[EXERCISE DESCRIPTION] Include only the line with "Identify each instance of the illuminated" and the lines after it, each reproduced exactly as it stands in the entries below.

(Saved entries)
○ ○ ○ ○ ○ ○ ○

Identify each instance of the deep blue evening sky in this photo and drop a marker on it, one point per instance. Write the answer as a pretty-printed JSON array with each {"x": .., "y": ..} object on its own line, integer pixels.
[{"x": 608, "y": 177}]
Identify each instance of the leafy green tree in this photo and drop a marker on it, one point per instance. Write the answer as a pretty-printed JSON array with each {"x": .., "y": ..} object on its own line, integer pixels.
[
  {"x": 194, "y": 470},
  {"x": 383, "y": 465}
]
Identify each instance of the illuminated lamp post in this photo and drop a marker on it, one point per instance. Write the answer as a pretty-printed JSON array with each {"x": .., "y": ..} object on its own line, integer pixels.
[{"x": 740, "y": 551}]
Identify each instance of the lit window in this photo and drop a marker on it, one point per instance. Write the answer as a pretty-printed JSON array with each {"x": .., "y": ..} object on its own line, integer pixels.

○ ○ ○ ○ ○ ○ ○

[RESPONSE FOR THIS EXERCISE]
Identify each instance of the illuminated lamp post in this photo and drop a marker on it, one point per instance. Write the answer as a pretty-printed JSON array with each {"x": .., "y": ..} object on its own line, integer pixels.
[{"x": 740, "y": 551}]
Identify each instance of the lit window in this photo and drop a marker on it, one point per instance. Write the answer as a pretty-printed JSON array with each {"x": .., "y": ..} object on its own line, integer pixels.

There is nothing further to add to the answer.